■ Prompt
Until the line containing "positive clicks: (932, 195) (861, 210)" has been reproduced, keep reproducing each line of the material below exactly, starting with the first.
START Available data
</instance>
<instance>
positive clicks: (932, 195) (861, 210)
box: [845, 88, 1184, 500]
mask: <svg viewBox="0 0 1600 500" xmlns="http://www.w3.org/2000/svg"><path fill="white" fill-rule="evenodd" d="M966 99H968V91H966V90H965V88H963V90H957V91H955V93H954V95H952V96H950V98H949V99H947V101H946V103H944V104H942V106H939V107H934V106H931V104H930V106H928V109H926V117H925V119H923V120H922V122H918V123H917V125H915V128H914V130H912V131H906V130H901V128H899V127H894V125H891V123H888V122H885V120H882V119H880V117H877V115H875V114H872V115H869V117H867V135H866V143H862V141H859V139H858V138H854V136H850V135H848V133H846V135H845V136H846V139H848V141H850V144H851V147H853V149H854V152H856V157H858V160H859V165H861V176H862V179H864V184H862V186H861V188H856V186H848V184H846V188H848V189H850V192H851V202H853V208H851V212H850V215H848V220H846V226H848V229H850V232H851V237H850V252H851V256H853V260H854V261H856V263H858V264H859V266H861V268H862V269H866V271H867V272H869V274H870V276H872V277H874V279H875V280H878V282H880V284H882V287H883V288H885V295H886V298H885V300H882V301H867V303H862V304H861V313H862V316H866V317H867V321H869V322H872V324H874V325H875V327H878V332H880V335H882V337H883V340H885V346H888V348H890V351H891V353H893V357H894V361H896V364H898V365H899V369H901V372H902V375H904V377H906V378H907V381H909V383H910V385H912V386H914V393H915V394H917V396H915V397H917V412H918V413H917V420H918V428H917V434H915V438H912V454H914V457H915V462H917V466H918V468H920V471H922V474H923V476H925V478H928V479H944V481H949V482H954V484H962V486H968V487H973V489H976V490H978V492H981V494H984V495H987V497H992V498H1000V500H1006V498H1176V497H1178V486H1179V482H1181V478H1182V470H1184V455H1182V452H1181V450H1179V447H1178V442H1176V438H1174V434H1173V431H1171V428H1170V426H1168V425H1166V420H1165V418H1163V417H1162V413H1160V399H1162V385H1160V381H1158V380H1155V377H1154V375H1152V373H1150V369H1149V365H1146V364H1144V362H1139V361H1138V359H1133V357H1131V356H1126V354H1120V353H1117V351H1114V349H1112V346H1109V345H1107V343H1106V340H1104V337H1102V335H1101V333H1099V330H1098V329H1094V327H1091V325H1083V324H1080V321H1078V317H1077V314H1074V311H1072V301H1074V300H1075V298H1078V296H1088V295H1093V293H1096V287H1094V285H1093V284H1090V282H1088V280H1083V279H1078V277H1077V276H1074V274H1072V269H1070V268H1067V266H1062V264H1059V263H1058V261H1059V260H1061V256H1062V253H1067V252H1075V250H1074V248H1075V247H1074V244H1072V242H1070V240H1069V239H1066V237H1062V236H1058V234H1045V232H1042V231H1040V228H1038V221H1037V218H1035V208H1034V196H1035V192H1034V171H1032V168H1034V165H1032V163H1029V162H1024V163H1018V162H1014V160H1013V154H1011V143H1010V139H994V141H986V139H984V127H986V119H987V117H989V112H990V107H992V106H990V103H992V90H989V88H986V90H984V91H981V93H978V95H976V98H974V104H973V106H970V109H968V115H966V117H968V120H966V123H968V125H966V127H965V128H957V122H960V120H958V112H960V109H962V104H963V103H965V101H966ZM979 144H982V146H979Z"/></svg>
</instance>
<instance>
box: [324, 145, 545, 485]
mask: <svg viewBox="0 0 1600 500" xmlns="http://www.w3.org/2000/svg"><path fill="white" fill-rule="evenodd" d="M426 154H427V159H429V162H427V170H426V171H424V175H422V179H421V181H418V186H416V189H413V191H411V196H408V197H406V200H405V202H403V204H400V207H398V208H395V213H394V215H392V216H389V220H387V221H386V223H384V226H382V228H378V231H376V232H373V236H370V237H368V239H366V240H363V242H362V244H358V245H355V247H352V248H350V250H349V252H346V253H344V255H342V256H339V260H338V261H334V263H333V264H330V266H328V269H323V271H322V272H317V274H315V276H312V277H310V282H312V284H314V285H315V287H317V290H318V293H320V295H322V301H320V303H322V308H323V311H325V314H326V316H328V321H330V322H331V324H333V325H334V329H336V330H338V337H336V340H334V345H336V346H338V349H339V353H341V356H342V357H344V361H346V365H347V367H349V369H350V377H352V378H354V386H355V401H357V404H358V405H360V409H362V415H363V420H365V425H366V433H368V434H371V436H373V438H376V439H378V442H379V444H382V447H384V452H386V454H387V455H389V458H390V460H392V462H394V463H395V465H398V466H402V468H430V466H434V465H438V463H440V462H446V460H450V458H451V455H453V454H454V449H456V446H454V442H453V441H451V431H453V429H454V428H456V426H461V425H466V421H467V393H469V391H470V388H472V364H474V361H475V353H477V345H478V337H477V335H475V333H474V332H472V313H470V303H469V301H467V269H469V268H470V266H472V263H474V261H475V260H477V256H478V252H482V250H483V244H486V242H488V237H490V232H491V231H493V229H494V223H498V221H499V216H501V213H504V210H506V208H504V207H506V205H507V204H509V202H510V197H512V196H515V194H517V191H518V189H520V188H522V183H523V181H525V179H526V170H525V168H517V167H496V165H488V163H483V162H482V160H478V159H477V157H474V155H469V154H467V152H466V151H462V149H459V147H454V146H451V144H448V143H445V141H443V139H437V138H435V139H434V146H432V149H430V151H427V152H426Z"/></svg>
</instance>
END Available data
■ Expected answer
</instance>
<instance>
positive clicks: (932, 195) (861, 210)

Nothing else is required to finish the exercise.